Objective: Output the lines of the records as a numbered list, omitting blank lines, from the line containing "of the sunlit" through the final line of the records, both included.

Given information:
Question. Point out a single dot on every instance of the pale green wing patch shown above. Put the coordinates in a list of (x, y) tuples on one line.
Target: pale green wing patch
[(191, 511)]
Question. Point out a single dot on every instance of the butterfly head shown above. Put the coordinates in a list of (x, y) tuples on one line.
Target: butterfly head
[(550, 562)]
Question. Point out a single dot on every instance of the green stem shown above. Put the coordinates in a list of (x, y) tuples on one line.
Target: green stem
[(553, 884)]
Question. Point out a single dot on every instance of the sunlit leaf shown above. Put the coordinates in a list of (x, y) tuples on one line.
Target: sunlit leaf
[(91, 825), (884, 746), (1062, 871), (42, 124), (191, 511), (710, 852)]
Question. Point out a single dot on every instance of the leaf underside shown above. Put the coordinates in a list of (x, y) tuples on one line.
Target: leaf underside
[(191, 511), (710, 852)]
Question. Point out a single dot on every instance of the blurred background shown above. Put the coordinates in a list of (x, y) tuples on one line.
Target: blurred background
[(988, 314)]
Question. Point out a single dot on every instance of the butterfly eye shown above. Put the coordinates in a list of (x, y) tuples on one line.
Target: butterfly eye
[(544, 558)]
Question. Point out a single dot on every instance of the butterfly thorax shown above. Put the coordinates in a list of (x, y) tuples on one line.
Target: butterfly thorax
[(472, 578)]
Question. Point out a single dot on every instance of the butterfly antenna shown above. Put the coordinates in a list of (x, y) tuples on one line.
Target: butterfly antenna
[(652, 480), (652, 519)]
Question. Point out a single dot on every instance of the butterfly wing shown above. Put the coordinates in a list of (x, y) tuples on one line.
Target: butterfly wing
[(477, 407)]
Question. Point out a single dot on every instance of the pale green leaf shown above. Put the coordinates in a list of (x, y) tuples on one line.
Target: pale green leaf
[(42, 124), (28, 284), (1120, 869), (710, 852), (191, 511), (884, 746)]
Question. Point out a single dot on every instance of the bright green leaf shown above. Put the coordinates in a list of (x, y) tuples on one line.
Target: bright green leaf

Answer to the problem:
1. Question. Point out a single dot on every instance of the sunlit leaf shown above. Put the coordinates in a list of (x, y) tuples on one line.
2. Target: sunlit leaf
3. [(91, 825), (884, 746), (1062, 871), (42, 124), (191, 511), (710, 852)]
4. Question. Point out a single dot on every instance of the leaf underside shown above. Put the coordinates in a list of (x, y) tuples on one line.
5. Target: leaf underside
6. [(191, 511), (710, 852)]
7. Question. Point out a single dot on every instance of the blurred background shown above. Put the coordinates in a list of (x, y) tuples on one line.
8. Target: blurred background
9. [(988, 314)]
10. Question. Point out a single dot on every instance of the butterfly eye shown above. Put the coordinates in a list of (x, y) tuples on one line.
11. Target: butterfly eye
12. [(544, 558)]
13. Question. Point out a single dot on every instance of the butterfly thorax shown above. Put the coordinates in a list of (x, y) tuples on one line.
14. Target: butterfly thorax
15. [(472, 578)]
16. Question. Point out a single dot on every instance of the butterfly antenna shown above. Put the coordinates in a list of (x, y) tuples on one line.
17. Target: butterfly antenna
18. [(652, 480), (652, 519)]
19. Question. Point out a single dot on every instance of the butterfly wing shown above. Put the coordinates in a list of (x, y) tuples on one line.
20. Target: butterfly wing
21. [(477, 407)]
22. Question. Point out a single dot on every instance of the pale green leaf shown above. Put the coordinates in a list of (x, y) tuples on one line.
23. Target: pale green leaf
24. [(42, 124), (28, 284), (1120, 869), (710, 852), (191, 511), (884, 746)]
25. Question. Point out a single dot on every instance of the bright green leaf shown above. Put the coordinates in a list of (x, y) tuples on one line.
26. Target: bright green leaf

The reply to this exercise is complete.